Sample collection and DNA extraction

A mature male P. microlepis was obtained from the Fisheries Research Institute, Anhui Academy of Agricultural Sciences. Muscle tissue from this specimen was used for DNA extraction and subsequent whole-genome sequencing, including both short-read and long-read sequencing, as well as Hi-C sequencing. All experiments adhered to the recommendations of the Ethics Committee of the Fisheries Research Institute, Anhui Academy of Agricultural Sciences. Genomic DNA was extracted from the muscle tissues using the Qiagen DNeasy Blood and Tissue Kit (Qiagen, USA) following the manufacturer’s instructions. The quality and concentration of DNA were assessed with a NanoDrop One spectrophotometer (Thermo Scientific, USA) and 1% agarose gel electrophoresis.

Genome sequencing

The extracted DNA was randomly sheared into approximately 350 bp fragments, and a short fragment library was constructed using the MGIEasy PCR-Free DNA library prep set (BGI, China). Sequencing was conducted on the DNBSEQ-T7 platform (MGI, China), yielding a total of 59.19 Gb of paired-end raw reads, each 150 bp in length (Table 1). For PacBio sequencing, a SMRTbell Express Template Prep Kit 2.0 was used for HiFi sequencing based on PacBio’s standard protocol (Pacific Biosciences, USA), and a long-read library was constructed using the PacBio Sequel II system. This process generated 35.65 Gb of raw PacBio continuous long reads (HiFi) with an average length of 15.91 kb (Table 1). For Hi-C sequencing, approximately 1 g of muscle tissue from the male P. microlepis was used. The GrandOmics Hi-C kit (with DpnII as the restriction enzyme; GrandOmics, China) was used according to the manufacturer’s protocol. The Hi-C library was sequenced on the DNBSEQ-T7 platform (MGI, China), producing a total of 114.16 Gb of Hi-C read data for accessory chromosomes (Table 1).

● ● ● ● ●

Exercise set =>
(a) In the sequencing methods passage, what average length is reported for the HiFi reads?
(b) Transcribe the sequencing methods passage from "Sample collection and" to "agarose gel electrophoresis." with no alteration.
The listing has no role in this work.

● ● ● ● ●

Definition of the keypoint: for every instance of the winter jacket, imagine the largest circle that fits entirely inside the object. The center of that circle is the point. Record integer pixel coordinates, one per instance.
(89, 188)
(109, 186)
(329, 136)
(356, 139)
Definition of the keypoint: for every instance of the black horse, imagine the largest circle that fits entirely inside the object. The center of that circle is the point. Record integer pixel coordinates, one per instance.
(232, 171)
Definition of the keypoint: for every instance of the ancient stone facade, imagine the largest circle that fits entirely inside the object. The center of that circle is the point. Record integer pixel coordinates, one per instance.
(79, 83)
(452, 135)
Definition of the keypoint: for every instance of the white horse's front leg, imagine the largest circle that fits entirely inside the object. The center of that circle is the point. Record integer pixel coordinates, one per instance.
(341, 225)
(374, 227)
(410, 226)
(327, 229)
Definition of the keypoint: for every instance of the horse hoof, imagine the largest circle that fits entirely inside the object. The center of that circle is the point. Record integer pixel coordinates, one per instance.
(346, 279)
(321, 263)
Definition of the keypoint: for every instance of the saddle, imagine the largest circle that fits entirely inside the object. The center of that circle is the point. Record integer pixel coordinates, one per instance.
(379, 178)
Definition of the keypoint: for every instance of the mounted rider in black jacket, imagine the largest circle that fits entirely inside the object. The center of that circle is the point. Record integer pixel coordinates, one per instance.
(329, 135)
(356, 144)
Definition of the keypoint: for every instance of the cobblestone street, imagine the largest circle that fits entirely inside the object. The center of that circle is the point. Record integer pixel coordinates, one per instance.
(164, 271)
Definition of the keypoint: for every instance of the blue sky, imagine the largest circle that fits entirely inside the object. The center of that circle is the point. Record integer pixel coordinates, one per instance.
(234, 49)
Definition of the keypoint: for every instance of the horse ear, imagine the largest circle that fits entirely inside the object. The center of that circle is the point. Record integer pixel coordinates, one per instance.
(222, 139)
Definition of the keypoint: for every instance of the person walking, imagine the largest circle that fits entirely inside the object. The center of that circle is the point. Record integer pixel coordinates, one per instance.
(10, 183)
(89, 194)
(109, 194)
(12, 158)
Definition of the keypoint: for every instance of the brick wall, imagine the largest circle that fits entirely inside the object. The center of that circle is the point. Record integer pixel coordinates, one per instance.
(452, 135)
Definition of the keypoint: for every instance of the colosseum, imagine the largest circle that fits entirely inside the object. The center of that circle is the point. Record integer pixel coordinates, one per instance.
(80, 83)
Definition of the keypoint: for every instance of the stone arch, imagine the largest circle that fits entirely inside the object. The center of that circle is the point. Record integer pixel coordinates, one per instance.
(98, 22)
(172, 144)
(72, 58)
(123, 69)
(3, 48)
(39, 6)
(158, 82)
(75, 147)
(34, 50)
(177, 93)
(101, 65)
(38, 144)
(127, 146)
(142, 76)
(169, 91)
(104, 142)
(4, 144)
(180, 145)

● ● ● ● ●

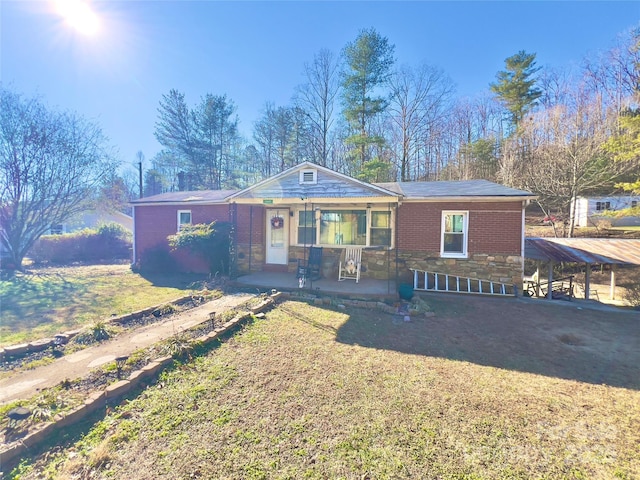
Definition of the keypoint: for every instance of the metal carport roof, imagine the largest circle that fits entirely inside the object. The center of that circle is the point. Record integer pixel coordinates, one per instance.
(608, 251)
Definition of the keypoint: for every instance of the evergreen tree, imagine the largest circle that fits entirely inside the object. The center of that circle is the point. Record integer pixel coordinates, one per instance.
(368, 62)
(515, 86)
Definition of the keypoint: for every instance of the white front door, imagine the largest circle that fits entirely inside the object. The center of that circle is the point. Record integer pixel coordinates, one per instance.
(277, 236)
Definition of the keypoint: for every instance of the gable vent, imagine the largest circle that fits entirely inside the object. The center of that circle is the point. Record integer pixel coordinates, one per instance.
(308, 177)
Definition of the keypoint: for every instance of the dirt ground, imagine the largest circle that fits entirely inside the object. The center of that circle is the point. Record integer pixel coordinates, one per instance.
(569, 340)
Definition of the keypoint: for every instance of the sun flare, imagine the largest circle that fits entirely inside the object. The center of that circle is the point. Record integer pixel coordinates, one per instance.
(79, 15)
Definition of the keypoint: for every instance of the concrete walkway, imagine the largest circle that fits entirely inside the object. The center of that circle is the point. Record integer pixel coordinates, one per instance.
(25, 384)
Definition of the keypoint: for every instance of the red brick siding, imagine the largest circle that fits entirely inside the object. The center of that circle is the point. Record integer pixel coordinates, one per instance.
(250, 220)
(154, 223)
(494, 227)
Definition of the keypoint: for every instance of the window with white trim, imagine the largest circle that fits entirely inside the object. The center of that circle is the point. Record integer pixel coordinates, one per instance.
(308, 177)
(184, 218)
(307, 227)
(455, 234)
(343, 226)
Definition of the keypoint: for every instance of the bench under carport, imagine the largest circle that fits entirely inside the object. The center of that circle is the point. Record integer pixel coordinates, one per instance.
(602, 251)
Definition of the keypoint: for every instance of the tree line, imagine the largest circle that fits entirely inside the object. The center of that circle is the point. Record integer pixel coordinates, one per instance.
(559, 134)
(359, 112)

● ● ● ● ●

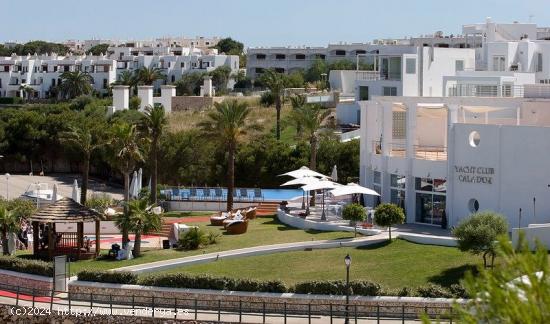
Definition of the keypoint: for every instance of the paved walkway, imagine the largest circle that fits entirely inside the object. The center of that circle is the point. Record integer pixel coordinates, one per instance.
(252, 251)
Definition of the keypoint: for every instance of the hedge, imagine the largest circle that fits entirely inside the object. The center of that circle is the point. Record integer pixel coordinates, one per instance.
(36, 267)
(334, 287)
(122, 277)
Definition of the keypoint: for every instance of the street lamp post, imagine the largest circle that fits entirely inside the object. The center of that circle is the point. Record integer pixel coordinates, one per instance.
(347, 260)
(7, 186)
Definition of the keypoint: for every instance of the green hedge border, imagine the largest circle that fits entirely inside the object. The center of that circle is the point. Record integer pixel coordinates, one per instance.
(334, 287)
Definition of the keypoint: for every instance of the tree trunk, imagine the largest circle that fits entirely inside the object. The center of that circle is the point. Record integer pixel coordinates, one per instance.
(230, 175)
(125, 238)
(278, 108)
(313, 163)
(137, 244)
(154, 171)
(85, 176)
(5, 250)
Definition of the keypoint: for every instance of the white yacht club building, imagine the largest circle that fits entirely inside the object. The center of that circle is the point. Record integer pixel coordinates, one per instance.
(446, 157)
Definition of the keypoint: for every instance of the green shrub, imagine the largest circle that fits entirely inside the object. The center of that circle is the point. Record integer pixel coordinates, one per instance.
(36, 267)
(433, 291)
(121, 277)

● ● ● ● ●

Answers by task =>
(a) 15.91 kb

(b)
Sample collection and DNA extraction

A mature male P. microlepis was obtained from the Fisheries Research Institute, Anhui Academy of Agricultural Sciences. Muscle tissue from this specimen was used for DNA extraction and subsequent whole-genome sequencing, including both short-read and long-read sequencing, as well as Hi-C sequencing. All experiments adhered to the recommendations of the Ethics Committee of the Fisheries Research Institute, Anhui Academy of Agricultural Sciences. Genomic DNA was extracted from the muscle tissues using the Qiagen DNeasy Blood and Tissue Kit (Qiagen, USA) following the manufacturer’s instructions. The quality and concentration of DNA were assessed with a NanoDrop One spectrophotometer (Thermo Scientific, USA) and 1% agarose gel electrophoresis.